Halffabricaten wel of geen levensmiddel?

Zijn halffabricaten wel of geen levensmiddel in de zin van Verordening (EG) 178/2002? Die vraag beantwoordde het College van Beroep voor het bedrijfsleven (CBb) in een uitspraak van 11 september 2018 (ECLI:NL:CBB:2018:491).

Definitie levensmiddel

Verordening (EG) nr. 178/2002 is de verordening tot vaststelling van de algemene beginselen en voorschriften van de levensmiddelenwetgeving, ook wel de algemene levensmiddelenverordening genoemd. Artikel 2 van Verordening (EG) 178/2002 bepaalt het volgende:

“In deze verordening wordt verstaan onder ‘levensmiddel’ (of ‘voedingsmiddel’): alle stoffen en producten, verwerkt, gedeeltelijk verwerkt of onverwerkt, die bestemd zijn om door de mens te worden geconsumeerd of waarvan redelijkerwijs kan worden verwacht dat zij door de mens worden geconsumeerd.”

OPDRACHTEN:
[1] Beantwoord over de tekst over halffabricaten de volgende vragen:
(a) Welke instantie deed de uitspraak over halffabricaten, en op welke datum?
(b) Onder welke andere naam staat Verordening (EG) nr. 178/2002 ook bekend?
(c) Welk artikel van die verordening geeft de definitie van "levensmiddel"?
[2] Zet de tekst over halffabricaten voort na de geciteerde definitie uit artikel 2.

INHOUD DATASET:
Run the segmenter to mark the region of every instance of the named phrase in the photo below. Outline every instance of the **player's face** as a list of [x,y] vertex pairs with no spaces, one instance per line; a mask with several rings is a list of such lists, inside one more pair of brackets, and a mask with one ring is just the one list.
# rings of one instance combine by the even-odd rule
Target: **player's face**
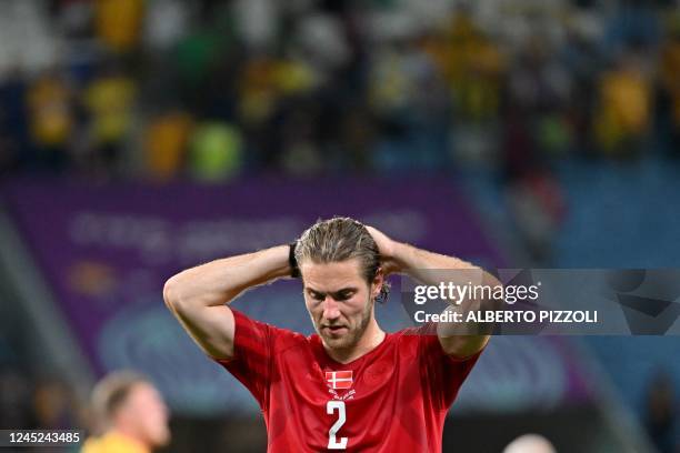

ANTWOORDEN:
[1]
(a) Het College van Beroep voor het bedrijfsleven (CBb), op 11 september 2018.
(b) De algemene levensmiddelenverordening.
(c) Artikel 2.

[2]
Als een stof of product moet worden aangemerkt als een levensmiddel, dan is op die stof of dat product de levensmiddelenwetgeving van toepassing. Daarom is het belangrijk om vast te stellen of sprake is van een levensmiddel.

Halffabricaten

In de praktijk is al langer de vraag aan de orde of halffabricaten, zoals melkpoeder, al dan niet als een levensmiddel moeten worden aangemerkt.

Bij het beantwoorden van die vraag is niet bepalend of een stof of product als zodanig direct kan worden geconsumeerd. Als dat anders was, dan zou de zinsnede “verwerkt, gedeeltelijk verwerkt of onverwerkt” overbodig zijn.

Gelet hierop heeft het CBb in de uitspraak van 11 september 2018 geoordeeld dat ook halffabricaten die niet als zodanig maar pas na verdere verwerking bestemd zijn om door de mens te worden geconsumeerd, of waarvan redelijkerwijs kan worden verwacht dat zij door de mens worden geconsumeerd, onder de definitie van ‘levensmiddel’ vallen.

mw. mr. Franca Damen

Tegen RASFF-melding is geen bezwaar mogelijk

Tegen een RASFF-melding kan geen bezwaar worden gemaakt. Dat oordeelde het College van Beroep voor het bedrijfsleven in een uitspraak van 3 juli 2018 (ECLI:NL:CBB:2018:319).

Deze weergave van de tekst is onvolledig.